## YOUR OBJECTIVE
Repeat, without any change, every line of the listing below from the line containing "In the photo above, where can the red" down to the listing's last line.

## RECORD EXCERPTS
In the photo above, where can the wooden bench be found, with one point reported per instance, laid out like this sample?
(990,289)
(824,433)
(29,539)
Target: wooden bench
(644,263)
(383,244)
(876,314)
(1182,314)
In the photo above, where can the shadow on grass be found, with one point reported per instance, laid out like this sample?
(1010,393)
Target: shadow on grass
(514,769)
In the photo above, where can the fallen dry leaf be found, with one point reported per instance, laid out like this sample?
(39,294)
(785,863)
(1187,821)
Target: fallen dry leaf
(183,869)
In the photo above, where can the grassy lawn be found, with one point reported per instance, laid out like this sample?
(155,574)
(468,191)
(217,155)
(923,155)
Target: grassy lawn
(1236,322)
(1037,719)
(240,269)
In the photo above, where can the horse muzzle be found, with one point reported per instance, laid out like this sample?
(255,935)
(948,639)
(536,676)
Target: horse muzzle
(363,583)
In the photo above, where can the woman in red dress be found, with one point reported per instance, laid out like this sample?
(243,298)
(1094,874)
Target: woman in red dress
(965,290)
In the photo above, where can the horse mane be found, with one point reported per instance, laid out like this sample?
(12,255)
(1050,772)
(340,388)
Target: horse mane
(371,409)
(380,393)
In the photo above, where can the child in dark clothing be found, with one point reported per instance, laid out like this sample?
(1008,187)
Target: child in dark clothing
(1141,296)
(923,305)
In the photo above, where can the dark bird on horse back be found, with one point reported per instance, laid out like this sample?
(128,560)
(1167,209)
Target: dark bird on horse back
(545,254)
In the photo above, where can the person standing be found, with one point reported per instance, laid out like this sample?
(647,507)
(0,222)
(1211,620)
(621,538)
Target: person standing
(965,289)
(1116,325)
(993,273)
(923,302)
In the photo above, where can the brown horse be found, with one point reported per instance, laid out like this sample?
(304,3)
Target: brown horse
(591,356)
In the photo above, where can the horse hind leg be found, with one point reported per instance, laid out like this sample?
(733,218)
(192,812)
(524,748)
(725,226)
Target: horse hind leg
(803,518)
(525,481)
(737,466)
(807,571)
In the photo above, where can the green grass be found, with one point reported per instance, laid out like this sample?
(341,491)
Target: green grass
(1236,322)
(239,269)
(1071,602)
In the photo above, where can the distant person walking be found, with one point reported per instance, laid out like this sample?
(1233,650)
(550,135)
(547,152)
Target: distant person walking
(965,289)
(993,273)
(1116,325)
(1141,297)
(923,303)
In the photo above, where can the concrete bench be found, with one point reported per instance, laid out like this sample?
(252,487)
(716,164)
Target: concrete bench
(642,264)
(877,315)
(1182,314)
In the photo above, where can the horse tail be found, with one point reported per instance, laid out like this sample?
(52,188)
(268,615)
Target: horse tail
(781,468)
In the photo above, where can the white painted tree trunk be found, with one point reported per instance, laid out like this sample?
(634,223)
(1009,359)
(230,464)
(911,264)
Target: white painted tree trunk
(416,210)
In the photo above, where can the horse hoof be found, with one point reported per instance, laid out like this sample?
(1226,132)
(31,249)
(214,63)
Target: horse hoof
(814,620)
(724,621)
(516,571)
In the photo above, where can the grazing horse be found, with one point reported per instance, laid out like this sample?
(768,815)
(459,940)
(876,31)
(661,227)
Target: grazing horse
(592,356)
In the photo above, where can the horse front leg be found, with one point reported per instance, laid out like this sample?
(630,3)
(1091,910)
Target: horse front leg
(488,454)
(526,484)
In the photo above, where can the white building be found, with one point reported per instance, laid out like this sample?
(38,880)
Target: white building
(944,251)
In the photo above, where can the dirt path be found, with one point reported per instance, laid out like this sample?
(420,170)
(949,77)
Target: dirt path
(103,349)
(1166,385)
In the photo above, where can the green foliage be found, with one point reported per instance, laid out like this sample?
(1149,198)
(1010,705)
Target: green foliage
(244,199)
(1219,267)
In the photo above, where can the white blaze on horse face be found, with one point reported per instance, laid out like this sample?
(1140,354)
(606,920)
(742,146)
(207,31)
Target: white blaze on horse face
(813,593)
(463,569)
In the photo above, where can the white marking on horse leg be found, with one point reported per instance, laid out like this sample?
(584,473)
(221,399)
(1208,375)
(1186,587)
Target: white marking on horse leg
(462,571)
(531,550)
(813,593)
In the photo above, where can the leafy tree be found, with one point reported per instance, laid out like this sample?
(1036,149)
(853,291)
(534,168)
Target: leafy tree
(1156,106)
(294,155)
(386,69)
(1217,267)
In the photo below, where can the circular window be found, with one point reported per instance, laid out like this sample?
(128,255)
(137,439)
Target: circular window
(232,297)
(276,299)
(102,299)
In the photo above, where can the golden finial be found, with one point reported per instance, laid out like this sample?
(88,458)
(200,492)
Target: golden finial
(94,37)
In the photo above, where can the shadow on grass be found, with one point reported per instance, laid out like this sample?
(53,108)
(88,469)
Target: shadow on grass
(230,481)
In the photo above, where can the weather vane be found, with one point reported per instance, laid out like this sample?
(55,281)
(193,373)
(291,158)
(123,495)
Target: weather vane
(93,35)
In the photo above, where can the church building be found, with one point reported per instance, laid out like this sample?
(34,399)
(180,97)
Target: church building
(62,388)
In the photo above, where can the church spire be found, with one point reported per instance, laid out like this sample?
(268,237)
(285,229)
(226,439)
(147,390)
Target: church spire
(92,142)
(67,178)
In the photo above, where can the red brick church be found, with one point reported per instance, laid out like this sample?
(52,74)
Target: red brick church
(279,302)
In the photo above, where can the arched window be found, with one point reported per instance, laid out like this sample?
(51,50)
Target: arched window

## RESULT FOR THIS TASK
In the photo above, where can the red brick church be found, with one point reported per instance, laid out like this sample?
(52,74)
Target: red brick church
(279,302)
In the photo above, where can the arched window be found, with one point reported per instance, laid out like this sample?
(51,50)
Target: arched window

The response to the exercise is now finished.